Written instruction 1:
According to the Moody's release on Latvian banks, who wrote the Banking System Outlook report for Latvia?
Written instruction 2:
Extend the Moody's release on Latvian banks, starting after its final sentence.
═══ Document passage ═══
MOODY’S REPORTS: LATVIAN BANKS’ STABLE OUTLOOK REFLECTS IMPROVED CREDIT FUNDAMENTALS, AS WELL AS IMPACT OF EU ACCESSION; CAUTIONS HOWEVER ON FAST LOAN GROWTH
London, 11 May 2004 -- The overall stable credit outlook for Latvian banks reflects the supportive economic environment in Latvia, the expectation of a generally positive impact from the country’s EU accession and the progress in strengthening sustainable profitability, Moody’s Investors Service says in its new Banking System Outlook report for Latvia. Furthermore, foreign ownership of some of the largest financial institutions exerts a positive influence on the stability and performance of the Latvian banking sector. However, Moody’s also notes the challenges posed by the buoyant expansion of the loan books, Latvia’s economic vulnerability to external shocks and, for the smaller banks, potential competitive disadvantages unless these banks successfully develop sustainable niche strategies.
The consolidation of Latvia’s banking system over the past decade has had positive implications for the strength of the sector as a whole, as well as for individual banks and the domestic economy. Over time, and reinforced by the stringent regulatory framework, this has led to greater customer confidence in Latvia’s banks, resulting in growing transaction volumes and account balances, says Guido Versondert, a Moody’s Vice President-Senior Analyst and author of the report.
═══ Data rows ═══
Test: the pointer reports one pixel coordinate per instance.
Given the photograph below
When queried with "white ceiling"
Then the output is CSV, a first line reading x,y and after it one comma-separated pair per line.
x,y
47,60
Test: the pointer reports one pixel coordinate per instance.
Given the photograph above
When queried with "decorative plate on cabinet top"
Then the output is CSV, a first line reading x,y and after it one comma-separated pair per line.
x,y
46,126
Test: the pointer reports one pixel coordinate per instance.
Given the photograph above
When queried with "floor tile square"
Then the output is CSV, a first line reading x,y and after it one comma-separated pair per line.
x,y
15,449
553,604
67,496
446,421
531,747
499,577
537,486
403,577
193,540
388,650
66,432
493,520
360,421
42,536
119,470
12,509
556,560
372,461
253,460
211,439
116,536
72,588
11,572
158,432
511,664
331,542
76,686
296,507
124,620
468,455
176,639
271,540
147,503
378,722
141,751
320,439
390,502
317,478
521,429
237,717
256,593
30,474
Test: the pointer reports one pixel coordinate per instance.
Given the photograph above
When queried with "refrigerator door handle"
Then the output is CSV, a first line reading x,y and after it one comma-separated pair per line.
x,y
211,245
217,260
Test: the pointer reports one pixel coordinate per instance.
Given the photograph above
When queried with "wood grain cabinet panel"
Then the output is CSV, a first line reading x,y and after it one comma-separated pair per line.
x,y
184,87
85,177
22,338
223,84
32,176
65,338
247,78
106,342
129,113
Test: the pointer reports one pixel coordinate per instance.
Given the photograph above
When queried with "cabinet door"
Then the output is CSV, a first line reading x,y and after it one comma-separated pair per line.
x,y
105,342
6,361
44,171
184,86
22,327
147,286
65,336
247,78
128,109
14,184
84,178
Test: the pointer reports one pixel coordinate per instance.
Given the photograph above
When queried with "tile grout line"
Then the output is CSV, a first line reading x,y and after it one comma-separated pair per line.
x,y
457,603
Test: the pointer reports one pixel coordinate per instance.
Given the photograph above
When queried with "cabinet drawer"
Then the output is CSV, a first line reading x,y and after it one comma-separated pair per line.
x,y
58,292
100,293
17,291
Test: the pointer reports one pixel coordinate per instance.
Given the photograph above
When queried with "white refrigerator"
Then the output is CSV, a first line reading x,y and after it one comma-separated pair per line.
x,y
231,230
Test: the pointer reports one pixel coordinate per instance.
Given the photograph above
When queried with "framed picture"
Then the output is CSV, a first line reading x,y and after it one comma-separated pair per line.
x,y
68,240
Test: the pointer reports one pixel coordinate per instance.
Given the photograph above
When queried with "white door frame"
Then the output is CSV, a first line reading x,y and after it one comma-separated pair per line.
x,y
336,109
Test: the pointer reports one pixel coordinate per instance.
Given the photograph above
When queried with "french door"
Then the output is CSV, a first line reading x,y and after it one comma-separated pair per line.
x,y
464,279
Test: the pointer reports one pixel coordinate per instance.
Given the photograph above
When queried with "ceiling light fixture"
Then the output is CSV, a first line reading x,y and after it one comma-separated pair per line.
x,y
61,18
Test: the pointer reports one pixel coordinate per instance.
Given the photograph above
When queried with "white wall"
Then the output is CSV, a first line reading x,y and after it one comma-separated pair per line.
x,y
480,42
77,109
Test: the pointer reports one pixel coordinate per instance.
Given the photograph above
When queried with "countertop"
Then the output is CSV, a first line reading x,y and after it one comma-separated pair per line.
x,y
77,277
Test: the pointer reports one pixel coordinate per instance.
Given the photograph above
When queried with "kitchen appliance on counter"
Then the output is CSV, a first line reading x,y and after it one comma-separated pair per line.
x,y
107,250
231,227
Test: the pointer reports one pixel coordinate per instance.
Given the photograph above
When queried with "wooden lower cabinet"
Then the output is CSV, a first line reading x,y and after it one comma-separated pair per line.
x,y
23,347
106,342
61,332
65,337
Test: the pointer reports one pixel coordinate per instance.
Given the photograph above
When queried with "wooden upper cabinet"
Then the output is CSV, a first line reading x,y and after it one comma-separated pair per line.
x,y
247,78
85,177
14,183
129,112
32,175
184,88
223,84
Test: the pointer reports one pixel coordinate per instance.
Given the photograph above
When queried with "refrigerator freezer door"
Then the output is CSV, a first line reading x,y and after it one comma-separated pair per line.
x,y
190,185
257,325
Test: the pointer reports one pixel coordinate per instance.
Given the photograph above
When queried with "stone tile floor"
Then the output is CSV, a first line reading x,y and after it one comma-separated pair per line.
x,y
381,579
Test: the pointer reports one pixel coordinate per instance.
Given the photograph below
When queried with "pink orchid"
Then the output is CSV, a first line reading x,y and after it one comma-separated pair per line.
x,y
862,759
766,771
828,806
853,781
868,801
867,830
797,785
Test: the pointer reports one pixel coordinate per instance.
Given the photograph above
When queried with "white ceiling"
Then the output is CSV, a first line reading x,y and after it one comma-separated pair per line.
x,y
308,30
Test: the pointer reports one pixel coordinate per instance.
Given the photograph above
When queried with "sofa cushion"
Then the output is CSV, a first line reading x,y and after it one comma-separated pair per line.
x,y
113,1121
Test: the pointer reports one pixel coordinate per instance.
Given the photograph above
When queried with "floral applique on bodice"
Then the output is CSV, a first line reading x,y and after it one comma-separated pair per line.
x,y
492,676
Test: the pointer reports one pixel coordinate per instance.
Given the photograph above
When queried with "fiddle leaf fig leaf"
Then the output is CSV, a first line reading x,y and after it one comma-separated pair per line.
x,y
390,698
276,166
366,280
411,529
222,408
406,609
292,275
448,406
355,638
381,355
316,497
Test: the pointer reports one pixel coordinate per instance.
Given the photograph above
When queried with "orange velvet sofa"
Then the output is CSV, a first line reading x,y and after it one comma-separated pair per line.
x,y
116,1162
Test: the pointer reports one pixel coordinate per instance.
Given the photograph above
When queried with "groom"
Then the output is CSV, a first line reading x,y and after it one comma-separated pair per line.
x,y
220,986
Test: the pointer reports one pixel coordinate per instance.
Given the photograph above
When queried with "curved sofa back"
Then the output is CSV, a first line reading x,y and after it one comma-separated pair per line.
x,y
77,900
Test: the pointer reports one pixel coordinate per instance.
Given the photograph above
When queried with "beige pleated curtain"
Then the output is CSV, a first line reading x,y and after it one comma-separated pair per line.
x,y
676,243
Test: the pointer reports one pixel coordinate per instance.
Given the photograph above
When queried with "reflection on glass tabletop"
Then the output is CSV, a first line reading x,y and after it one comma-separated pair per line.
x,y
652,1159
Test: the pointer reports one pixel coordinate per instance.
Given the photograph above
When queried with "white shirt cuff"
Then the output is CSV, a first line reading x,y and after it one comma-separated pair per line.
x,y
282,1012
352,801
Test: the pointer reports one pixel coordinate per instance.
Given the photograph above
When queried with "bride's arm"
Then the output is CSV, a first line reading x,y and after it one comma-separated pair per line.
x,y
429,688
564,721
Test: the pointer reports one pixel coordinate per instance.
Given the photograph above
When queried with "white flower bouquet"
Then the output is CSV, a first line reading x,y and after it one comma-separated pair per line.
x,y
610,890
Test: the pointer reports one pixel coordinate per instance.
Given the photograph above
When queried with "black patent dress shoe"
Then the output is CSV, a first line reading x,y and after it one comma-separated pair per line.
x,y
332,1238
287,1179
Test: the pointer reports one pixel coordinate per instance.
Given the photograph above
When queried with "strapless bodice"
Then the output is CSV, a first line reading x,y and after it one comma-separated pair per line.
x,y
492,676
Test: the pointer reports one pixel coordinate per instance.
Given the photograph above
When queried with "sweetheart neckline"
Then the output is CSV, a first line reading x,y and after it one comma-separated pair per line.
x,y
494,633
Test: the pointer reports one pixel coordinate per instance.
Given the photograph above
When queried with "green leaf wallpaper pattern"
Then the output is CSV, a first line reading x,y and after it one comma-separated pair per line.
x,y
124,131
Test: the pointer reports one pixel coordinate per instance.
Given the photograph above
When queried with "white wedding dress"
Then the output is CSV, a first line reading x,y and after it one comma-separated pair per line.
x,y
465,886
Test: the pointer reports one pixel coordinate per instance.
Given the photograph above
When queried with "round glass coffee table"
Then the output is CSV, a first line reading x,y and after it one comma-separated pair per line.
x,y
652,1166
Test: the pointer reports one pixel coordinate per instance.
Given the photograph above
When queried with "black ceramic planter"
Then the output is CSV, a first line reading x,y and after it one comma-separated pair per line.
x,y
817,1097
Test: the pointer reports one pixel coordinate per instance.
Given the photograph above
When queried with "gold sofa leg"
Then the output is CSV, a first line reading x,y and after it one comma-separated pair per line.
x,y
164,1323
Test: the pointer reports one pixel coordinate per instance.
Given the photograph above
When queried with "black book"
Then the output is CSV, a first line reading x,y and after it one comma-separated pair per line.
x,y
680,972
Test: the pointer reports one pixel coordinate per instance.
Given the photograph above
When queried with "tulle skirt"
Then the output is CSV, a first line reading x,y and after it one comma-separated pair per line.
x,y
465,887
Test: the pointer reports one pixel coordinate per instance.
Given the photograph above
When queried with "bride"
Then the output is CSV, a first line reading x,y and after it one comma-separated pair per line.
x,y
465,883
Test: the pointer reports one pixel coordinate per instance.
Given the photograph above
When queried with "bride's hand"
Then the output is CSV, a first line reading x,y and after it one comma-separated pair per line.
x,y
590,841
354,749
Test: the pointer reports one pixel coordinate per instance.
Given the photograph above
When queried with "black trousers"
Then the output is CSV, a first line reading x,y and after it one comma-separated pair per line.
═══
Expected answer 1:
Guido Versondert, a Moody's Vice President-Senior Analyst.

Expected answer 2:
At present, there are still 23 banks active in Latvia, comprising domestic institutions as well as subsidiaries and branches of large foreign banking groups, down from 63 banks at the end of 1993. However, the sector is already fairly highly concentrated the three largest banks accounted for 61% of customer loans and 50% of deposits and no bank outside the top four has a market share of more than 5%. Moody’s cautions that, in light of the scale-sensitive nature of banking and their growing investment needs, the smaller banks will need to develop successful niche businesses or be backed by strong and committed owners if they are to avoid being at a severe competitive disadvantage.
We expect Latvia’s accession to the European Union in May 2004 to have overall positive implications for the political stability and economic performance of the country. In terms of real economic growth, investments and employment levels, macroeconomic conditions should remain conducive to the banks’ business and performance in 2004, Versondert notes. Nonetheless, Moody’s remains cautious with respect to Latvia’s vulnerability to external shocks, which could primarily result from the large current account deficits and the comparatively high proportion of short-term foreign borrowings.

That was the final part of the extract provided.